## START Page text
My parents
met at the University of Wisconsin at Madison in 1953. After my dad graduated,
they moved to Boston where he attended MIT. Finally, after getting his
doctorate, they moved to Texas. They lived in Dallas until their oldest kid, my
brother, was 16. In 1977, they moved to the Denver area for my dad to take a
job with the Colorado School of Mines and they have been living there ever
since.
Their third
and final cross-country move in a marriage of now 58 years was voluntary. They wanted to live in the Rockies and my dad
wanted to work in academia. After a few years of teaching, he founded a company
with a friend. That was his last major life change, and it was a wise move, since
later, the company was bought out by a much larger corporation in Houston. The
kind owners allowed my dad to work from Denver.
Conversely,
many of us now in the workforce, whether we are 22 or 62, feel rather like
feathers in the wind. I completed my undergraduate studies at UCSB in Santa
Barbara and then moved home to Colorado to save money for a year. Next up: Washington
DC for my graduate degree. Following completion of this milestone, I moved back
to Colorado and worked in Denver for four years, at two different companies.
The magazine I was working for was purchased and therefore required me to move
to Minneapolis. After not quite two years in that city, I began dating my
future husband and quickly found a job in San Francisco to live near him.
## END Page text
## START Records provided
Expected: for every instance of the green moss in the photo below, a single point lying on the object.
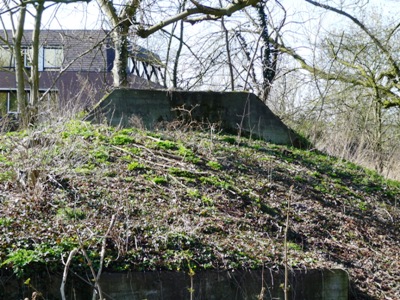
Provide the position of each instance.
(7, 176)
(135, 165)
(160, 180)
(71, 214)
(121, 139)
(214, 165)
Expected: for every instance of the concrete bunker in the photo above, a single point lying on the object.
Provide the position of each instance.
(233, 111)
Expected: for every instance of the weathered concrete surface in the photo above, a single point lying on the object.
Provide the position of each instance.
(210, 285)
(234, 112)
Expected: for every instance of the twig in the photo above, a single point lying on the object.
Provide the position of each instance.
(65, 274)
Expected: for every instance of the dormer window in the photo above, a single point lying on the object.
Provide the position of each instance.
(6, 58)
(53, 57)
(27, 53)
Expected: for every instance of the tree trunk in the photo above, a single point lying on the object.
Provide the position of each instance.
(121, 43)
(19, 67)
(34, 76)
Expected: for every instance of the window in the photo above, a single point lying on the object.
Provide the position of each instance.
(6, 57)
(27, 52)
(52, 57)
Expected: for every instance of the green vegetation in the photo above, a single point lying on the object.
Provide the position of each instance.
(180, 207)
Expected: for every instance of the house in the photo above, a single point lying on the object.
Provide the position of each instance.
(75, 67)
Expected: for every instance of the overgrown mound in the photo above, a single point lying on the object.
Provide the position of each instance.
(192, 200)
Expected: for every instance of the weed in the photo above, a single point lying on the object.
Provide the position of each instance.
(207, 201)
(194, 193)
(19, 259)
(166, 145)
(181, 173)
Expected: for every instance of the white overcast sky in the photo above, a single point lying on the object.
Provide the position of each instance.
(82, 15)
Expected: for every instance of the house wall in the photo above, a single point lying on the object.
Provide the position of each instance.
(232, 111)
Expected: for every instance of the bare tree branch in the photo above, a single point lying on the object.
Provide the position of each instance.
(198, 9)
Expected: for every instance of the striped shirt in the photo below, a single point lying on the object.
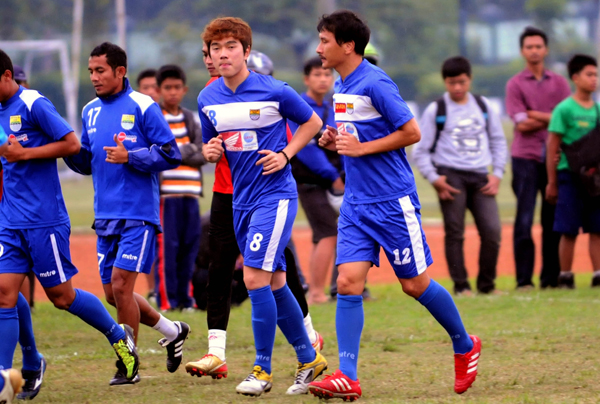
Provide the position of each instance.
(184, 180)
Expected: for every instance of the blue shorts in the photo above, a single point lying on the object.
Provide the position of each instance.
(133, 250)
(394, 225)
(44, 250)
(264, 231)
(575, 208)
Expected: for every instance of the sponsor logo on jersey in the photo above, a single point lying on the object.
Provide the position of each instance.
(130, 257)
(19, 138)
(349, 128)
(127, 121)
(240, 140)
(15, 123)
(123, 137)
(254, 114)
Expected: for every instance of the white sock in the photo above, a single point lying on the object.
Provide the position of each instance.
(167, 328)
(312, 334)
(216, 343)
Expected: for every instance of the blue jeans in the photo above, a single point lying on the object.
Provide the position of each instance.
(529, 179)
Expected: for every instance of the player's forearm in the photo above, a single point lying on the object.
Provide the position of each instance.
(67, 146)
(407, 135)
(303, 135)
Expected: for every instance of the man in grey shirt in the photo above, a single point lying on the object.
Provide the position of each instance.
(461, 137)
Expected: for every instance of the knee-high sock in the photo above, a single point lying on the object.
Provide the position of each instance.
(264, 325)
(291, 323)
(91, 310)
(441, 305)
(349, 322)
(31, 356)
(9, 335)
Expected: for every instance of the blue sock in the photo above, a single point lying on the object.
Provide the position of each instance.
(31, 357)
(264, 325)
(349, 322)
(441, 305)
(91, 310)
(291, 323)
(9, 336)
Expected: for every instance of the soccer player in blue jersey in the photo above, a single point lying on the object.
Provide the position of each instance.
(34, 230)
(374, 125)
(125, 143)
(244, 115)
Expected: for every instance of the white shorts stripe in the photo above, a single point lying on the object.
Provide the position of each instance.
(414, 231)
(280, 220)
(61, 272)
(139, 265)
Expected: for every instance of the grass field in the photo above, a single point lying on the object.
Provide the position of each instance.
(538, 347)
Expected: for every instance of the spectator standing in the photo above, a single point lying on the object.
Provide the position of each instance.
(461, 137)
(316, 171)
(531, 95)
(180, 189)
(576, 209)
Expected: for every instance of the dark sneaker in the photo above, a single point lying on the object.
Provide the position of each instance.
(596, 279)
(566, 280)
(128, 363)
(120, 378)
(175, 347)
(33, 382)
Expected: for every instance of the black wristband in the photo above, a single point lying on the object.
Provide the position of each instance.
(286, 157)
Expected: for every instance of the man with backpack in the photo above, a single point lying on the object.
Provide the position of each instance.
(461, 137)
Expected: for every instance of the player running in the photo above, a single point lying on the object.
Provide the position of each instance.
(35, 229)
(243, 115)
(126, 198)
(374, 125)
## END Records provided
Given request A:
Translate this sentence from the passage on the family's moves into Spanish: "They lived in Dallas until their oldest kid, my brother, was 16."
Given request B:
Rewrite the passage on the family's moves between "Their third" and "work from Denver.", inclusive, with "Houston" changed to "Austin".

Final answer A:
Vivieron en Dallas hasta que su hijo mayor, mi hermano, tuvo 16 años.

Final answer B:
Their third
and final cross-country move in a marriage of now 58 years was voluntary. They wanted to live in the Rockies and my dad
wanted to work in academia. After a few years of teaching, he founded a company
with a friend. That was his last major life change, and it was a wise move, since
later, the company was bought out by a much larger corporation in Austin. The
kind owners allowed my dad to work from Denver.